::: THE DATA :::

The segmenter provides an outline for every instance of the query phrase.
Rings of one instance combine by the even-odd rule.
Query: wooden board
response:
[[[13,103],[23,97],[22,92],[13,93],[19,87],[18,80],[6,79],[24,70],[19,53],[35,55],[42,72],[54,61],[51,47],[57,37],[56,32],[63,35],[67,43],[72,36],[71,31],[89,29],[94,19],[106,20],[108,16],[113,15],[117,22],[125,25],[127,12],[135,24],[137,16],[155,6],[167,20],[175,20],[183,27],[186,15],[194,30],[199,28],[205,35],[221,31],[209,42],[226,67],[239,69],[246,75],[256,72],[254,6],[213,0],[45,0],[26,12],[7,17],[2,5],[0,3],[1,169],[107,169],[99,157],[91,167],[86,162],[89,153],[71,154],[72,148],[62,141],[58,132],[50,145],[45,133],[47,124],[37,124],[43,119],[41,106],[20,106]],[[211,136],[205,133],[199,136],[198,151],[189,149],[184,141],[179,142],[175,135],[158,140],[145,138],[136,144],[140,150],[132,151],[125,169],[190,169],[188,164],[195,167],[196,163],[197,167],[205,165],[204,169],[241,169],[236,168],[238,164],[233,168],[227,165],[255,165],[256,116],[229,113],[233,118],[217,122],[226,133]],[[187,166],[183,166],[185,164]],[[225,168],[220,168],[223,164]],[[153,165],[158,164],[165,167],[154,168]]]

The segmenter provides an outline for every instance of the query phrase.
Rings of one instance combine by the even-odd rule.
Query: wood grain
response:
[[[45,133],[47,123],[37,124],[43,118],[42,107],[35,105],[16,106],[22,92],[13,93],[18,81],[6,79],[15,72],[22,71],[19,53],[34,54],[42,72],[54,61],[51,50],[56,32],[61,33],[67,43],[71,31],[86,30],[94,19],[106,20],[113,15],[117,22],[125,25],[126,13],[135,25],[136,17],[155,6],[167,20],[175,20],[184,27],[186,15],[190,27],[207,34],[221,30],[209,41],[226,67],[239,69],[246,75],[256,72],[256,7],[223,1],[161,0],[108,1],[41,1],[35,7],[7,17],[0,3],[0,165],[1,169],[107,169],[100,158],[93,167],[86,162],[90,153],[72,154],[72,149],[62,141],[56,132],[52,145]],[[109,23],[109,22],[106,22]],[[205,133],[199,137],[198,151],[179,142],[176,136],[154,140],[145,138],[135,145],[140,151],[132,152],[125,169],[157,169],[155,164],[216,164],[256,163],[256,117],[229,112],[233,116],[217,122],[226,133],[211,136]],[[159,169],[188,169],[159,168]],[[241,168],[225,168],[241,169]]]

:::

### EXERCISE
Reproduce every line of the listing above verbatim.

### ANSWER TO THE PROBLEM
The segmenter provides an outline for every instance of the query phrase.
Rings of one instance combine by the even-odd rule.
Query: wooden board
response:
[[[13,103],[23,97],[22,92],[13,93],[19,87],[18,80],[6,79],[24,70],[19,53],[35,55],[42,72],[54,61],[51,47],[57,37],[56,32],[63,35],[67,43],[72,36],[71,31],[89,29],[94,19],[106,20],[108,16],[113,15],[117,22],[125,25],[127,12],[135,24],[137,16],[155,6],[167,20],[175,20],[183,27],[186,15],[194,30],[199,28],[205,35],[221,31],[209,42],[226,67],[239,69],[246,75],[256,72],[254,6],[213,0],[45,0],[26,12],[7,17],[2,5],[0,3],[1,169],[107,169],[99,157],[91,167],[86,162],[89,153],[71,154],[72,148],[62,141],[58,132],[50,145],[45,133],[47,124],[37,124],[43,119],[41,106],[20,106]],[[211,136],[205,133],[199,136],[198,151],[189,149],[184,141],[179,142],[175,135],[158,140],[145,138],[136,144],[140,150],[132,151],[125,169],[190,169],[188,164],[195,167],[196,163],[197,167],[205,165],[204,169],[241,169],[236,168],[238,164],[233,168],[227,165],[255,165],[256,116],[229,113],[233,118],[217,122],[226,133]],[[187,166],[183,166],[185,164]],[[225,168],[220,168],[223,164]],[[153,165],[158,164],[165,167],[154,168]]]

The segmenter provides an outline for every instance of the query phrase.
Rings of one instance combine by the even-odd rule.
Query: wood grain
response:
[[[45,133],[47,123],[37,124],[43,118],[42,107],[35,105],[16,106],[22,92],[13,93],[18,81],[6,79],[15,72],[22,71],[19,53],[34,54],[42,72],[54,61],[51,50],[56,32],[61,33],[67,43],[71,31],[86,30],[94,19],[106,20],[113,15],[117,22],[125,25],[126,13],[135,25],[136,17],[155,6],[167,20],[175,20],[184,27],[186,15],[190,27],[207,34],[221,30],[209,41],[226,67],[239,69],[246,75],[256,72],[256,7],[223,1],[161,0],[108,1],[41,1],[35,7],[7,17],[0,3],[0,165],[1,169],[107,169],[100,158],[93,167],[86,162],[90,153],[72,154],[72,149],[62,141],[56,132],[52,145]],[[109,23],[109,22],[106,22]],[[205,133],[199,137],[198,151],[179,142],[176,136],[154,140],[145,138],[135,145],[140,151],[132,152],[125,169],[157,169],[155,164],[216,164],[256,163],[256,117],[229,112],[233,116],[217,122],[226,133],[211,136]],[[159,169],[188,169],[159,168]],[[241,168],[225,168],[241,169]]]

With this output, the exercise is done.